• _Extracted information_:

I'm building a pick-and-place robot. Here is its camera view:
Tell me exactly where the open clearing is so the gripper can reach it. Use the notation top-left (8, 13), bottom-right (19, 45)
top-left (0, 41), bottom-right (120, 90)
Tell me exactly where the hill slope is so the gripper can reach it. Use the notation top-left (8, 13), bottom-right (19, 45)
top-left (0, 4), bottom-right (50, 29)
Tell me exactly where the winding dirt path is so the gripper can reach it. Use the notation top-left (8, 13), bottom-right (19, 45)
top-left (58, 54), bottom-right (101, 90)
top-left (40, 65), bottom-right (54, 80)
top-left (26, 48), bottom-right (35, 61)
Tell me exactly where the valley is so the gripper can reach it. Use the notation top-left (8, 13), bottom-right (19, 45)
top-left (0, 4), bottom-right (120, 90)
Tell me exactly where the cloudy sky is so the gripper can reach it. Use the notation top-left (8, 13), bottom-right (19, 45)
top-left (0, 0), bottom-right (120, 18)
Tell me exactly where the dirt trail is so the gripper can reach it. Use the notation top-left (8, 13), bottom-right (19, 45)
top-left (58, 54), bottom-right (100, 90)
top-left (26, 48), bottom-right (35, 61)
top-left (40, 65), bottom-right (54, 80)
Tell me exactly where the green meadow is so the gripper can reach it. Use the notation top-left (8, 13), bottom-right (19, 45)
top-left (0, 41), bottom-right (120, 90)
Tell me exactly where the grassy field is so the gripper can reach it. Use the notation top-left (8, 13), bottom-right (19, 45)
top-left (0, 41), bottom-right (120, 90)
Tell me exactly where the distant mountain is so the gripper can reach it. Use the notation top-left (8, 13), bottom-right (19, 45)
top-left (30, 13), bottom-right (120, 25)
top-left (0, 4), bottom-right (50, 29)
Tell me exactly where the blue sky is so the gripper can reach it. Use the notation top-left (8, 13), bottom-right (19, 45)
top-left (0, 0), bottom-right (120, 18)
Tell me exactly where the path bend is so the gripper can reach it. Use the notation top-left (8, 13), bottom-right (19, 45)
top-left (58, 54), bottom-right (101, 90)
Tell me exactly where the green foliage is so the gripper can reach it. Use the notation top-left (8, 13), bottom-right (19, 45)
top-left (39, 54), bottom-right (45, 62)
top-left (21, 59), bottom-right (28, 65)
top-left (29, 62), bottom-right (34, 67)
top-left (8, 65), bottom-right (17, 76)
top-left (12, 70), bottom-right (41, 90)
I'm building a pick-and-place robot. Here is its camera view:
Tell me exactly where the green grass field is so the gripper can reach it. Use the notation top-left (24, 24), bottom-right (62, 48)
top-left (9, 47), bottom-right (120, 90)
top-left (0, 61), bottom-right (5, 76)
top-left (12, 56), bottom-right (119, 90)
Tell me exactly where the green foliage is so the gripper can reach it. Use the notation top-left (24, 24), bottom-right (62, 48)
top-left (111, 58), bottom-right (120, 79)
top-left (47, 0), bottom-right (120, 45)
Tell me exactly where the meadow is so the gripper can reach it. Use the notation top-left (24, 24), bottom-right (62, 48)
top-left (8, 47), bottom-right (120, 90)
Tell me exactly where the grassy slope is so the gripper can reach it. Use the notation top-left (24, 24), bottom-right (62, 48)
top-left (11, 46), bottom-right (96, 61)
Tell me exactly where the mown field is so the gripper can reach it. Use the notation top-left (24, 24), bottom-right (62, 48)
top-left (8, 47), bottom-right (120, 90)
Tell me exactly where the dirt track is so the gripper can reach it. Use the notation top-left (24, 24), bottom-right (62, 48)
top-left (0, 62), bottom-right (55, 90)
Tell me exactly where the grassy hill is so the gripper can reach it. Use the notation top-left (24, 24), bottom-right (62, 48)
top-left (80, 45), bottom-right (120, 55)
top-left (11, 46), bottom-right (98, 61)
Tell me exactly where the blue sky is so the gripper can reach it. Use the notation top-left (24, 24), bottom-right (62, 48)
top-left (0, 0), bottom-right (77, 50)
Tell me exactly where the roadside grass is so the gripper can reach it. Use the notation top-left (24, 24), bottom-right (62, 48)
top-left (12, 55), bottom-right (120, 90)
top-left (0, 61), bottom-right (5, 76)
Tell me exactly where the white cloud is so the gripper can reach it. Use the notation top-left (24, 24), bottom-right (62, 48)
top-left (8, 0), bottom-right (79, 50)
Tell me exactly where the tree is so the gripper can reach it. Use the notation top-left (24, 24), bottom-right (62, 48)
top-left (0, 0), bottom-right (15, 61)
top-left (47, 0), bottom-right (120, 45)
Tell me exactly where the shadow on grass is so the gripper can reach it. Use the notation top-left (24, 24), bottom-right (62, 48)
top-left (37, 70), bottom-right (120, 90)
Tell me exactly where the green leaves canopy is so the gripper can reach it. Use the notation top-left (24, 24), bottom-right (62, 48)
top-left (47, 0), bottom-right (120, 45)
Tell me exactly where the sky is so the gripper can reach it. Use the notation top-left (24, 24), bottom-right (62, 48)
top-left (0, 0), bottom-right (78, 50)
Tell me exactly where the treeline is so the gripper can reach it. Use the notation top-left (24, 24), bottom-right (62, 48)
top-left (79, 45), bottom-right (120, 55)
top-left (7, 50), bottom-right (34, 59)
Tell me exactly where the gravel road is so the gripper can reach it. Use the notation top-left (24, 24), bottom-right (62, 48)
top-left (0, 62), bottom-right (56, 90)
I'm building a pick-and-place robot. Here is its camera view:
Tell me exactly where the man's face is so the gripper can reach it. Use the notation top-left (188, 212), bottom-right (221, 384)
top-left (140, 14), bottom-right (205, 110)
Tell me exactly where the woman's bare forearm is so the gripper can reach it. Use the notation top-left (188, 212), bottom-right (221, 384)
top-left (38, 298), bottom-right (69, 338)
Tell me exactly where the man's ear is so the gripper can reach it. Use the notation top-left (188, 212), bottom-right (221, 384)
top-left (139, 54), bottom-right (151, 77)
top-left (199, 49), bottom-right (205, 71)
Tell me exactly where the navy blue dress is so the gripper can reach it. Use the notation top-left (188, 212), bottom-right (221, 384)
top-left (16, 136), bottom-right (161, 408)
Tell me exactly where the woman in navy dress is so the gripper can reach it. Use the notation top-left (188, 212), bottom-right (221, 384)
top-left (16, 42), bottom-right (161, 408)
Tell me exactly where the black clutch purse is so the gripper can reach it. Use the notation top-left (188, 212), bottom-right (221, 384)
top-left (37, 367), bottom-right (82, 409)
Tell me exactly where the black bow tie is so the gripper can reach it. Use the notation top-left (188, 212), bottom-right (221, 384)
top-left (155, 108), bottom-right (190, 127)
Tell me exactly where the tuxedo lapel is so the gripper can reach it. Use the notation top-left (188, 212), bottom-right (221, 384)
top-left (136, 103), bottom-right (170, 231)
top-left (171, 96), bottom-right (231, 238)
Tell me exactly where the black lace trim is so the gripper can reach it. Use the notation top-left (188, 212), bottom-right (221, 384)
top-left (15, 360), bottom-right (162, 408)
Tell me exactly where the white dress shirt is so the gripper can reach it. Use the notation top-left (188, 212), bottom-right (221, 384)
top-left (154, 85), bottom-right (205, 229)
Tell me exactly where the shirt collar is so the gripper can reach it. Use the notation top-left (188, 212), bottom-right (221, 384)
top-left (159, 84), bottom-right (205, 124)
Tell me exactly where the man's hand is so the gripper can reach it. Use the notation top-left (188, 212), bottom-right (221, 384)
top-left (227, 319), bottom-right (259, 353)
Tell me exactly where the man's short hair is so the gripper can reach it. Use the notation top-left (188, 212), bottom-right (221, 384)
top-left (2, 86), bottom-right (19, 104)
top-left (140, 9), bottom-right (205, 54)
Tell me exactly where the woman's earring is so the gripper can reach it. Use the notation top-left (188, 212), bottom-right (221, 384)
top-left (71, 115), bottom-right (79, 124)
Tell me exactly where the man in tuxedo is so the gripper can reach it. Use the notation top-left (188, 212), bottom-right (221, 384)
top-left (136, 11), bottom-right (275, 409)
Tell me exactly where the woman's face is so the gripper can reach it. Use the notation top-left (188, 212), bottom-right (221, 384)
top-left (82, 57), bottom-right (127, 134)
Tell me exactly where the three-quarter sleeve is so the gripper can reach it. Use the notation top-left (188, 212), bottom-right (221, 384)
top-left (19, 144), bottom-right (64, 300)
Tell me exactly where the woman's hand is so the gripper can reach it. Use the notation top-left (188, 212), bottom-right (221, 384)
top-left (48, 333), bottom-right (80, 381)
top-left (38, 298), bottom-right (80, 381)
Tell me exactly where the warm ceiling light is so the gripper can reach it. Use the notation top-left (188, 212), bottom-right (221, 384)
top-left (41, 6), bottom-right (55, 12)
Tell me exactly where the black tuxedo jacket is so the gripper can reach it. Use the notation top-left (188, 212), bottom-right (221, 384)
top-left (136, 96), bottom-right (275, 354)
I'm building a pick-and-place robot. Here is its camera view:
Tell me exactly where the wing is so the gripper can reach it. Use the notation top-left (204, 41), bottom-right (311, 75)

• _What the task asks_: Rewrite the entries from the line that contains "Tell me exactly where the treeline" through the line that contains "top-left (154, 85), bottom-right (205, 229)", substituting "end effector" for "gripper" and leaving everything else the same.

• _Answer for this exercise_:
Tell me exactly where the treeline is so the end effector can reach it. Use the notation top-left (24, 24), bottom-right (62, 48)
top-left (79, 45), bottom-right (120, 55)
top-left (7, 50), bottom-right (34, 59)
Tell me exactly where the gravel road is so the end effector can reach it. Use the notation top-left (24, 24), bottom-right (62, 48)
top-left (0, 62), bottom-right (56, 90)
I'm building a pick-and-place robot. Here is its camera view:
Tell me exactly where the man's face is so the end effector can reach it. Use the notation top-left (188, 212), bottom-right (221, 384)
top-left (140, 14), bottom-right (205, 110)
Tell me exactly where the woman's bare forearm is so the end effector can reach it. Use the notation top-left (188, 212), bottom-right (221, 384)
top-left (38, 298), bottom-right (69, 338)
Tell me exactly where the man's ear is so the end effector can reach it. Use the notation top-left (188, 212), bottom-right (221, 384)
top-left (139, 54), bottom-right (151, 77)
top-left (199, 49), bottom-right (205, 71)
Tell me exactly where the navy blue dress is so the end effector can reach it. Use the notation top-left (188, 212), bottom-right (221, 384)
top-left (16, 136), bottom-right (161, 408)
Tell me exactly where the woman in navy dress is so the end effector can reach it. Use the notation top-left (188, 212), bottom-right (221, 384)
top-left (16, 42), bottom-right (161, 408)
Tell me exactly where the black clutch purse is so the end effector can reach it. Use the notation top-left (188, 212), bottom-right (221, 384)
top-left (37, 367), bottom-right (82, 409)
Tell me exactly where the black bow tie is so the end effector can reach it. Use the notation top-left (188, 212), bottom-right (221, 384)
top-left (155, 108), bottom-right (190, 127)
Tell me exactly where the tuxedo lapel is so the end effector can reach it. Use the notation top-left (188, 212), bottom-right (221, 384)
top-left (136, 103), bottom-right (170, 231)
top-left (171, 96), bottom-right (231, 238)
Tell me exactly where the black lace trim is so the end effector can reach it. Use the notation top-left (188, 212), bottom-right (221, 384)
top-left (15, 360), bottom-right (162, 408)
Tell me exactly where the white dress shirt is so the end effector can reach it. Use the notation top-left (188, 212), bottom-right (221, 384)
top-left (154, 85), bottom-right (205, 229)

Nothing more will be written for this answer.